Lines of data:

▼

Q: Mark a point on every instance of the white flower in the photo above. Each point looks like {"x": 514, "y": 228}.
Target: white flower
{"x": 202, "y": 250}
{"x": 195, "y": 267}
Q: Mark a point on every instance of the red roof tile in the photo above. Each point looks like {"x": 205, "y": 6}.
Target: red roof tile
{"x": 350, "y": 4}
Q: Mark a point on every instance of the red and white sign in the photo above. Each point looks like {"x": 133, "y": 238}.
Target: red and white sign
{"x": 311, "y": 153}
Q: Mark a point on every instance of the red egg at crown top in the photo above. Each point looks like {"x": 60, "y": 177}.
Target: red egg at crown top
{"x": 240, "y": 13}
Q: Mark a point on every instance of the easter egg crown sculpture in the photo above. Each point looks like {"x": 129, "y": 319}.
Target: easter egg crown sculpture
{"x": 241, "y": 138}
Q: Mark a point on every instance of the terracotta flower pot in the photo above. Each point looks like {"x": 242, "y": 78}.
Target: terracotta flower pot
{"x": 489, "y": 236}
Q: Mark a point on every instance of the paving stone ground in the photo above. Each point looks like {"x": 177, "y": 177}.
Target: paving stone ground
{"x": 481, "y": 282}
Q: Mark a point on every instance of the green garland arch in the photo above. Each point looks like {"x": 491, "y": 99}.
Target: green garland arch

▲

## REQUIREMENTS
Rewrite all the entries above with "instance" changed to "occurrence", leaving everything else the same.

## SOLUTION TO THE EXERCISE
Q: Mark a point on every occurrence of the white flower in the photo above. Each point looks like {"x": 514, "y": 228}.
Target: white flower
{"x": 202, "y": 250}
{"x": 195, "y": 267}
Q: Mark a point on every occurrence of the red roof tile in the photo above. Each point looks like {"x": 205, "y": 6}.
Target: red roof tile
{"x": 350, "y": 4}
Q: Mark a point on every occurrence of the red and white sign in the photo above. Each point looks like {"x": 133, "y": 238}.
Target: red and white sign
{"x": 311, "y": 153}
Q: Mark a point on every occurrence of the red egg at crown top in the photo above. Each point looks like {"x": 60, "y": 177}.
Target: red egg at crown top
{"x": 240, "y": 13}
Q: Mark a point on every occurrence of the easter egg crown sculpture in the photo above. Each point looks like {"x": 129, "y": 319}.
Target: easter egg crown sculpture
{"x": 241, "y": 138}
Q: Mark a point on every occurrence of the terracotta flower pot in the photo above. Each point looks like {"x": 242, "y": 78}.
Target: terracotta flower pot
{"x": 489, "y": 236}
Q: Mark a point on every occurrence of the paving stone ground in the photo above. Each point looks like {"x": 177, "y": 177}.
Target: paving stone ground
{"x": 481, "y": 282}
Q: Mark a point on every occurrence of the green garland arch in the photo above. Each point looks like {"x": 491, "y": 99}.
Target: green garland arch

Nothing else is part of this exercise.